Problem requirements: Leaving out the pictures, transcribe all of the records faithfully.
================================
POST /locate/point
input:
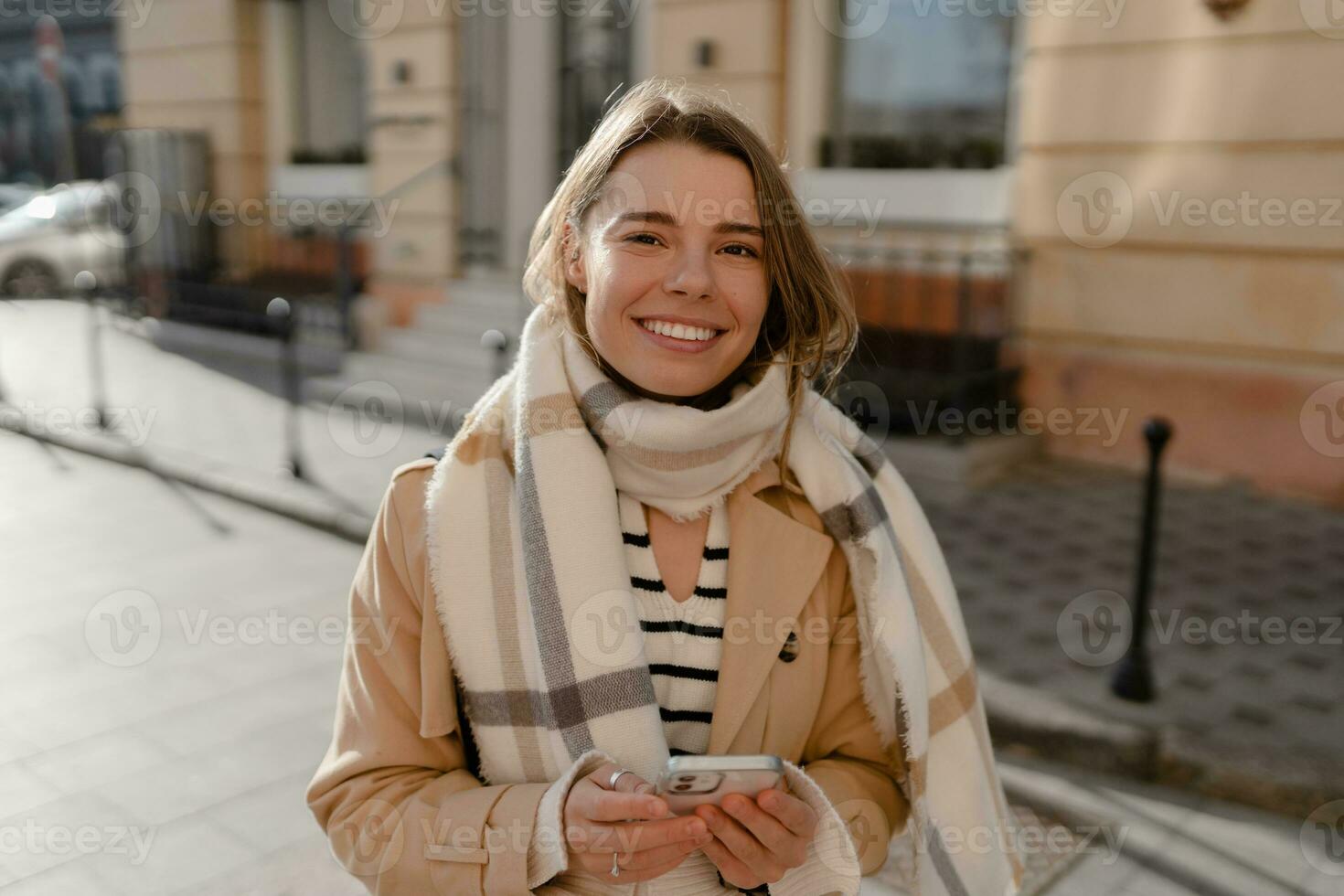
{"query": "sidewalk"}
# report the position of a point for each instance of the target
(1244, 720)
(1244, 629)
(172, 756)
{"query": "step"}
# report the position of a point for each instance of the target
(437, 346)
(434, 397)
(451, 317)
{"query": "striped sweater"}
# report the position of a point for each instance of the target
(682, 640)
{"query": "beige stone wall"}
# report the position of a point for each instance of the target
(197, 65)
(1215, 152)
(417, 257)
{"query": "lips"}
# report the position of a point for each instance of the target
(689, 347)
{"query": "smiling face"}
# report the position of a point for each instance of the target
(677, 248)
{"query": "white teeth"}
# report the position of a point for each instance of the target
(679, 331)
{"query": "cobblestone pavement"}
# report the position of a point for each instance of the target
(1244, 624)
(182, 769)
(1029, 552)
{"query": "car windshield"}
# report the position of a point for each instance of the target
(53, 208)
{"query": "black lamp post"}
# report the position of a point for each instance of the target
(283, 318)
(1133, 677)
(88, 286)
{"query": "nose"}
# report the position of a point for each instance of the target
(689, 275)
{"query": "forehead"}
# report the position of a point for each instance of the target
(692, 185)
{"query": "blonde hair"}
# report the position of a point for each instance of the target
(809, 315)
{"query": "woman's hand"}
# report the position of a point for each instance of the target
(628, 821)
(755, 841)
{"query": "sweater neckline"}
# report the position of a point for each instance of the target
(634, 521)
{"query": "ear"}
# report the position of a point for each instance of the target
(575, 269)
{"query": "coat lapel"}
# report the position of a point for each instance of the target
(774, 563)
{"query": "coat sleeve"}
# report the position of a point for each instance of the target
(844, 755)
(400, 807)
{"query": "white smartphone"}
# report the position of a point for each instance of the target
(689, 781)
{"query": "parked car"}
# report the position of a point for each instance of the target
(15, 195)
(57, 234)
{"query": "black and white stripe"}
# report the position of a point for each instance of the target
(683, 641)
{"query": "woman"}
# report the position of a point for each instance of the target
(563, 575)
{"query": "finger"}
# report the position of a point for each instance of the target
(734, 869)
(589, 801)
(626, 784)
(795, 815)
(644, 835)
(635, 875)
(778, 840)
(740, 841)
(663, 855)
(638, 790)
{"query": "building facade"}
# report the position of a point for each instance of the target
(981, 145)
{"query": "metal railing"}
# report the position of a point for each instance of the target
(935, 306)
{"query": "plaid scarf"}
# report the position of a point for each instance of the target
(534, 595)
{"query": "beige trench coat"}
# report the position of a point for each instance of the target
(405, 816)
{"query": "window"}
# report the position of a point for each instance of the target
(921, 85)
(331, 82)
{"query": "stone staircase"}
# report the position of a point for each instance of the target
(437, 367)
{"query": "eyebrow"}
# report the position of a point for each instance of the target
(664, 218)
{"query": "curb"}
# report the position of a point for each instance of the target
(1032, 723)
(1021, 720)
(286, 497)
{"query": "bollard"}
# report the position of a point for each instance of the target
(497, 343)
(1133, 678)
(283, 317)
(88, 286)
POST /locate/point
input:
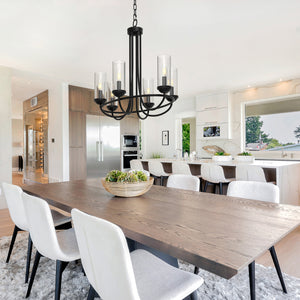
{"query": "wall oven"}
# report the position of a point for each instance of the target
(129, 141)
(126, 157)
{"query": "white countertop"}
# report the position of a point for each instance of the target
(261, 163)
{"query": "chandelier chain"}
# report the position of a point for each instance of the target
(134, 22)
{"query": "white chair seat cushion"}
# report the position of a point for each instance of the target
(155, 279)
(59, 219)
(68, 245)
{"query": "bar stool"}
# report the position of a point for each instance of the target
(184, 182)
(180, 167)
(157, 171)
(13, 196)
(114, 273)
(250, 173)
(214, 174)
(261, 191)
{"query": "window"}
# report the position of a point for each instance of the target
(273, 126)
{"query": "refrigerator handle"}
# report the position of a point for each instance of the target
(101, 151)
(98, 151)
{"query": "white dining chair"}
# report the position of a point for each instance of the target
(245, 172)
(60, 246)
(261, 191)
(136, 165)
(13, 196)
(213, 174)
(184, 182)
(179, 167)
(157, 171)
(114, 273)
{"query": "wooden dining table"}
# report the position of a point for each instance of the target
(217, 233)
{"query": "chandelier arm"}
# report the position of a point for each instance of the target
(170, 106)
(139, 112)
(133, 97)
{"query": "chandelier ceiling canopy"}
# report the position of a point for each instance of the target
(141, 99)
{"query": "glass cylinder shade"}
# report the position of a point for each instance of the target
(99, 85)
(118, 75)
(174, 82)
(163, 70)
(148, 88)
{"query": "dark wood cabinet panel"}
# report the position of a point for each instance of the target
(77, 127)
(77, 163)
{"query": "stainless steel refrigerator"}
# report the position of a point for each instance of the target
(102, 145)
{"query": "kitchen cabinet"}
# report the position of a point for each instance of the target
(213, 110)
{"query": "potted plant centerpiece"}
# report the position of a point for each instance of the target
(127, 184)
(245, 157)
(222, 156)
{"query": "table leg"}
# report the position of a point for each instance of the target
(277, 267)
(252, 280)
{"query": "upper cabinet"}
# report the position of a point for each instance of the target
(213, 116)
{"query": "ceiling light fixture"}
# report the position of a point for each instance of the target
(142, 100)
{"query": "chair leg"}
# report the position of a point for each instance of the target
(29, 250)
(64, 226)
(277, 267)
(161, 180)
(92, 293)
(215, 188)
(206, 185)
(220, 188)
(251, 268)
(35, 266)
(201, 187)
(60, 266)
(13, 239)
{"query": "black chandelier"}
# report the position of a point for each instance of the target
================================
Final result:
POST /locate/point
input:
{"query": "sidewalk"}
# report the position of a point for each instance of the target
(1244, 720)
(1244, 629)
(172, 756)
{"query": "step"}
# report the position of a point for each instance of the target
(437, 346)
(434, 397)
(451, 317)
{"query": "striped sweater"}
# report the position of a point for each instance of the target
(682, 640)
{"query": "beige stone wall"}
# report the position of a point for each instance of the target
(197, 65)
(1215, 152)
(417, 257)
{"query": "lips"}
# report the position of a point for each instance of the target
(689, 347)
{"query": "smiling face"}
# report the position of a point for each instance of the target
(677, 248)
{"query": "white teeth"}
# report the position of a point for each instance of the target
(679, 331)
{"query": "cobblestone pavement"}
# report the position of a point for each instance of the target
(1244, 624)
(182, 769)
(1029, 552)
{"query": "car windshield"}
# report the position of a point for each instance of the target
(53, 208)
{"query": "black lamp post"}
# report the position of a point for each instance of the target
(283, 318)
(1133, 677)
(88, 286)
{"query": "nose"}
# report the position of a point for each instance of the target
(689, 275)
{"query": "forehead"}
# report the position of a point for each instance of the target
(692, 185)
{"query": "blonde hair"}
# report the position of a point for each instance of the target
(809, 315)
{"query": "woman's hand"}
# report the position of a point for each instance of the target
(628, 821)
(755, 841)
{"query": "sweater neckline"}
# report the position of a point for each instance of the target
(634, 521)
{"query": "ear"}
# report the position of a point for each instance of the target
(575, 269)
{"query": "coat lapel"}
# report the position of a point for each instance of the target
(774, 563)
{"query": "coat sleeve"}
# report the position of a point for each instance of the target
(844, 755)
(400, 807)
{"query": "white smartphone"}
# report the position of a point for each instance of the target
(689, 781)
{"query": "parked car"}
# report the position of a point for each instance of the target
(15, 195)
(57, 234)
{"query": "black and white stripe"}
# report the position of a point for each instance of the target
(683, 641)
{"query": "woman"}
# report the position of a point for each instance of the target
(563, 575)
{"query": "finger"}
# report the position of a point for each instance of the target
(734, 869)
(589, 801)
(626, 784)
(795, 815)
(644, 835)
(635, 875)
(778, 840)
(740, 841)
(663, 855)
(638, 790)
{"query": "building facade"}
# report the position of a point for each instance of the target
(981, 145)
{"query": "metal railing"}
# report the position of a point for each instance of the target
(935, 306)
{"query": "plaid scarf"}
# report the position of a point for each instance of the target
(534, 595)
{"query": "beige trench coat"}
# report the position of a point for each instance of the target
(405, 816)
{"query": "window"}
# report the position of a point for each instance of the target
(921, 85)
(331, 82)
{"query": "stone staircase"}
# report the position of a point for each instance of the target
(437, 367)
{"query": "eyebrow"}
# report the position of a point for each instance of the target
(664, 218)
{"query": "curb"}
# report the position of a point for each instance of the target
(1032, 723)
(1021, 720)
(286, 497)
{"query": "bollard"}
# report the position of a point for each instance of the target
(497, 343)
(1133, 678)
(283, 317)
(88, 286)
POST /locate/point
input:
{"query": "wall oven"}
# report the position of a point for each instance of the target
(129, 141)
(126, 157)
{"query": "white countertop"}
# report the position of a point for each instance of the target
(261, 163)
{"query": "chandelier chain"}
# report the position of a point for each instance of the target
(134, 22)
{"query": "white chair seat cushion"}
# report the position of a point for each instance of the target
(155, 279)
(59, 219)
(68, 245)
{"query": "bar stool"}
# report the position of a point for each instance of the target
(184, 182)
(180, 167)
(157, 171)
(13, 196)
(114, 273)
(250, 173)
(214, 174)
(261, 191)
{"query": "window"}
# report the position of a point for each instance of the target
(273, 126)
{"query": "refrigerator handle"}
# report the position of a point for each instance of the target
(101, 151)
(98, 151)
{"query": "white dining chair"}
# report the position of a point for each instance of the target
(245, 172)
(60, 246)
(261, 191)
(136, 165)
(13, 196)
(213, 174)
(184, 182)
(179, 167)
(157, 171)
(114, 273)
{"query": "wooden dining table"}
# report the position of a point for each instance of the target
(217, 233)
{"query": "chandelier arm"}
# report the position of a point for each instance of the target
(170, 106)
(139, 112)
(133, 97)
{"query": "chandelier ceiling canopy"}
# report the position of a point for each instance of the target
(141, 99)
{"query": "glass cylinder shade"}
# report the position of a point for each instance of the target
(99, 85)
(118, 75)
(174, 82)
(163, 70)
(148, 88)
{"query": "dark wood cabinet panel"}
# report the position of a point for each instance of the target
(77, 127)
(77, 163)
{"query": "stainless steel refrigerator"}
# report the position of a point for each instance of the target
(102, 145)
{"query": "kitchen cabinet"}
# report the position of a point for each instance of the target
(213, 110)
{"query": "potted plant centerpiece"}
# report the position of a point for each instance of the target
(127, 184)
(245, 157)
(222, 156)
{"query": "table leg"}
# report the position of a point for each instance of the target
(277, 267)
(252, 280)
{"query": "upper cabinet"}
# report the position of a point for each instance of the target
(213, 116)
{"query": "ceiling light fixture"}
# report the position of a point for each instance of the target
(142, 100)
{"query": "chair leg"}
# report the position of a point for each instance of the target
(29, 250)
(64, 226)
(277, 267)
(161, 180)
(92, 293)
(215, 188)
(206, 185)
(220, 188)
(251, 268)
(35, 266)
(201, 187)
(60, 266)
(13, 239)
{"query": "black chandelier"}
# report the position of a point for each instance of the target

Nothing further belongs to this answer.